# [EXCERTO CITADO]
----------
A filosofia militante é, assim, a arte estratégica de um pensamento que não se refugia no comodismo do escolástico nem na fuga absoluta às hegemonias e contra-hegemonias realmente existentes, que vive dentro do tempo organizado pelo capital para melhor estar contra ele, no contratempo da resistência, que se afirma em nome do tempo por vir da revolução. Na forma como no conteúdo, a filosofia militante respira no interior das contradições em vez de simplesmente as recusar.
Parte não menor do talento filosófico de Bensaïd foi impor, numa paisagem filosófica saturada de estrelas individualistas, quer o princípio militante da modéstia do pensamento em comum quer
a impureza da política revolucionária enquanto material filosófico que não pôde simplesmente ser descartado. A filosofia militante apresenta-se, assim, como escandalosa no sentido em que não só toma partido em tempo de neutralidades mornas ou de celebrações efusivas do sistema político-económico mas também em que se compromete, mesmo partidariamentee, sabendo não se tornar filosofia partidária, pensa o partido como mediação necessária numa rede complexa.
A novidade escandalosa do pensamento de Bensaïd reside assim, não só mas também, numa filosofia da militância que é uma filosofia da temporalidade estratégica, objectos que ou são insólitos na filosofia ou só aí poderiam entrar depois de uma operação de higienização abstracta.
Do ponto de vista da filosofia habitual, abriram-se caminhos e desfazem-se limites auto-impostos: mesmo em muitas das filosofias comunistas a questão estratégica estava ausente por ser do campo da política e por estas se considerarem uma espécie de frente paralela de batalha de ideias que não se cruza directamente com a militância política nem a deveria pensar. Do ponto de vista da militância resistente, uma filosofia assim contribui para aprofundar questões determinantes como as razões que existem hoje para ser revolucionário ou as formas mais eficazes de o ser. Em tempos em que a Filosofia serviu tanta racionalização para a não militância e para o afastamento teórico que olha de cima a política, se Bensaïd só nos tivesse trazido esse olhar já não teria sido pouco.
----------
[Registos de regiões rotuladas]
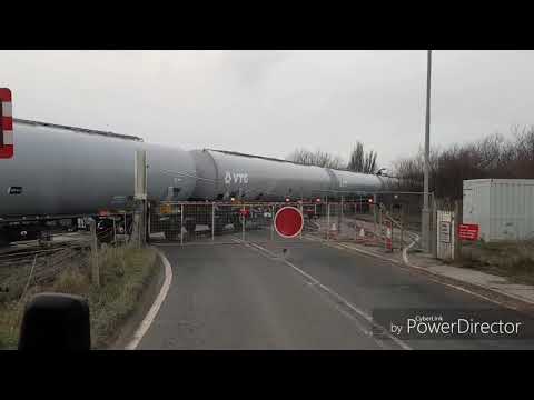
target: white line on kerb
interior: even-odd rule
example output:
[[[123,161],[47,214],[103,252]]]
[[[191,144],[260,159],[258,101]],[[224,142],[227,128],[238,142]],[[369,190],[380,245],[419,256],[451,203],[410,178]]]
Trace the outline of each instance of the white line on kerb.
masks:
[[[255,247],[257,250],[261,250],[264,252],[266,252],[267,254],[269,254],[270,257],[274,257],[276,258],[277,256],[275,253],[273,253],[271,251],[269,251],[268,249],[265,249],[263,248],[259,244],[256,244],[256,243],[248,243],[248,244],[251,244],[253,247]],[[295,266],[293,262],[289,262],[287,260],[283,260],[284,263],[286,263],[287,266],[291,267],[294,270],[296,270],[297,272],[299,272],[301,276],[306,277],[307,279],[309,279],[314,286],[317,286],[319,287],[320,289],[325,290],[326,292],[328,292],[330,296],[335,297],[338,301],[340,301],[342,303],[344,303],[346,307],[348,307],[350,310],[353,310],[354,312],[356,312],[358,316],[360,316],[362,318],[364,318],[367,322],[369,322],[373,327],[382,330],[385,332],[385,334],[392,339],[398,347],[400,347],[403,350],[412,350],[412,348],[406,344],[404,341],[399,340],[398,338],[395,338],[393,334],[390,334],[384,327],[379,326],[378,323],[376,323],[374,320],[373,320],[373,317],[370,317],[367,312],[360,310],[359,308],[357,308],[356,306],[354,306],[352,302],[349,302],[348,300],[346,300],[345,298],[343,298],[339,293],[335,292],[334,290],[332,290],[330,288],[324,286],[323,283],[320,283],[320,281],[318,281],[317,279],[315,279],[314,277],[312,277],[309,273],[303,271],[300,268],[298,268],[297,266]]]
[[[134,338],[126,346],[125,350],[136,350],[137,347],[139,346],[142,337],[145,333],[147,333],[148,328],[150,328],[150,324],[154,322],[154,319],[158,314],[159,308],[164,303],[165,298],[167,297],[167,292],[169,291],[170,288],[170,282],[172,281],[172,268],[170,267],[169,260],[167,260],[167,257],[165,257],[164,252],[159,249],[155,249],[158,256],[160,257],[161,261],[164,262],[165,266],[165,281],[164,284],[161,286],[161,290],[159,291],[158,297],[154,301],[152,306],[150,307],[150,310],[147,312],[145,316],[145,319],[142,320],[141,324],[139,328],[136,330],[134,333]]]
----------
Responda, com base no excerto sobre a filosofia militante:
(a) Segundo o excerto, onde respira a filosofia militante, na forma como no conteúdo?
(b) Que princípio militante impôs Bensaïd numa paisagem filosófica saturada de estrelas individualistas?
(c) Que questão estava ausente em muitas das filosofias comunistas?
A listagem provém de outra fonte.

# [RESPOSTA ESPERADA]
(a) No interior das contradições, em vez de simplesmente as recusar.
(b) O princípio militante da modéstia do pensamento em comum.
(c) A questão estratégica, por ser do campo da política.